*EXCERPTED RECORDS*
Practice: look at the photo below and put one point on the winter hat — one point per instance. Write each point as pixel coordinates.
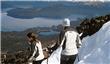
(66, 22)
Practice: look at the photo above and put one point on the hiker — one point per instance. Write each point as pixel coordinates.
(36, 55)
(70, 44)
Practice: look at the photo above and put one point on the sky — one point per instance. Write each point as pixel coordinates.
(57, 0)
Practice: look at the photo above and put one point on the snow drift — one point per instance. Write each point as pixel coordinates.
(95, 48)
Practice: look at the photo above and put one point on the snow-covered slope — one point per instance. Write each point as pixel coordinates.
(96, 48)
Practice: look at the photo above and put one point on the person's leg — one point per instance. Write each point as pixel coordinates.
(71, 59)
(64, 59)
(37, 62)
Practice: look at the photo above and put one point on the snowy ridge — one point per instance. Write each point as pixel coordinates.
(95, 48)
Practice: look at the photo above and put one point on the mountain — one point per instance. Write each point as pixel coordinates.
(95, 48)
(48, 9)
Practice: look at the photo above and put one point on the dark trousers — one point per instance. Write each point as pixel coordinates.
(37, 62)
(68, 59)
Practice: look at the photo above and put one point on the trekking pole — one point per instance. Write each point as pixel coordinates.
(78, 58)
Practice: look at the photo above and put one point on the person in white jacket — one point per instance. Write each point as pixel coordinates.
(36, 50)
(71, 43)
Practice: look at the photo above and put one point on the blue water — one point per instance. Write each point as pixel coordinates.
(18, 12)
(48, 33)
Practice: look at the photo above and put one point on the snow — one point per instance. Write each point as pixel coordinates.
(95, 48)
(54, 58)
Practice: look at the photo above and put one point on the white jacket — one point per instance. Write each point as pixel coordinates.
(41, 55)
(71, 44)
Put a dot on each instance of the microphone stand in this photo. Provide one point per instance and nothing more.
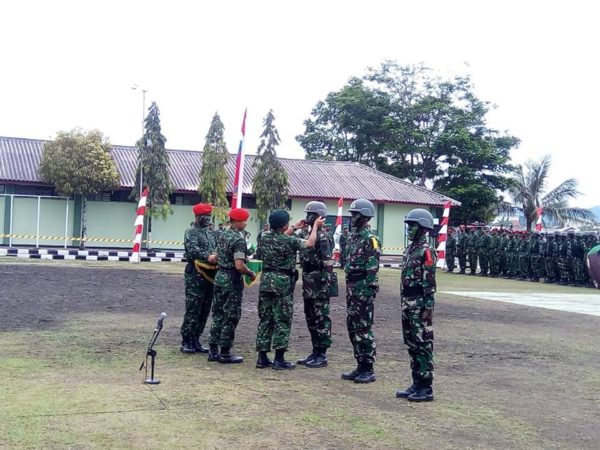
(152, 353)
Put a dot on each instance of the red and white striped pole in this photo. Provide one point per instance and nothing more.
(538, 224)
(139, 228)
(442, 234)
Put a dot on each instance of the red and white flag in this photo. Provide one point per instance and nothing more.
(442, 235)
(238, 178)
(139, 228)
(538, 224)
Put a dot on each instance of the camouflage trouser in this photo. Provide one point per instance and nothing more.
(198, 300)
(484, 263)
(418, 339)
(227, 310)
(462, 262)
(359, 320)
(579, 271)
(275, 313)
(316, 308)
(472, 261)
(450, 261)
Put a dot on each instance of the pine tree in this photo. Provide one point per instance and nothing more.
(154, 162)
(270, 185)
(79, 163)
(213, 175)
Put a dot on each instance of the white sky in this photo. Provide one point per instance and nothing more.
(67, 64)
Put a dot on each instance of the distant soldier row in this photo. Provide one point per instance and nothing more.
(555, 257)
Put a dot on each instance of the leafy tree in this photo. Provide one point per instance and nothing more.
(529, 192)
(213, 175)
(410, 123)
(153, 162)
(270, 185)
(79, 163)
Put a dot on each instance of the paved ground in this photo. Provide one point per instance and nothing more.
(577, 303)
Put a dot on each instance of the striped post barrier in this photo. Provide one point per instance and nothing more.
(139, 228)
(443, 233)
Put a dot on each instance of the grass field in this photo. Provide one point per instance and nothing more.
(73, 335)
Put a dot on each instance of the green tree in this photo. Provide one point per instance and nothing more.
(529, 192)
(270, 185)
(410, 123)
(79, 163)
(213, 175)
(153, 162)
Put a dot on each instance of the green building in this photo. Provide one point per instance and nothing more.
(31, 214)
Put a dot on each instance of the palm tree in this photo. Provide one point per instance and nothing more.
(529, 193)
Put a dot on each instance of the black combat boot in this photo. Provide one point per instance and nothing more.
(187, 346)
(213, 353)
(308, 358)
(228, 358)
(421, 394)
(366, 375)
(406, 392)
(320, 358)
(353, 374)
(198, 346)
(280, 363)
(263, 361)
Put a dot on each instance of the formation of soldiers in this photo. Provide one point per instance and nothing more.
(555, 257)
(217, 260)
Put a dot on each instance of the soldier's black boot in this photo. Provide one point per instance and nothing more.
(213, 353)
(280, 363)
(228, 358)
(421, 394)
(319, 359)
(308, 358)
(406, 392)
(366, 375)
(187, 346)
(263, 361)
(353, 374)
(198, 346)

*WHAT IS NEEDED*
Through the final line of the listing, beginning at the line that contains "Put a dot on each instance of the formation", every line is to be set down exactly, with no others.

*ANSWER SPACE*
Put a dot on each instance of the formation of soldiers in this photo. Provide one point per instance and nothing more.
(555, 257)
(217, 260)
Put a dot on each instance of the soldier's black boot in this photo. Provide one point per instance and nothing more.
(213, 353)
(280, 363)
(228, 358)
(421, 394)
(319, 359)
(308, 358)
(406, 392)
(366, 375)
(187, 346)
(263, 361)
(353, 374)
(198, 346)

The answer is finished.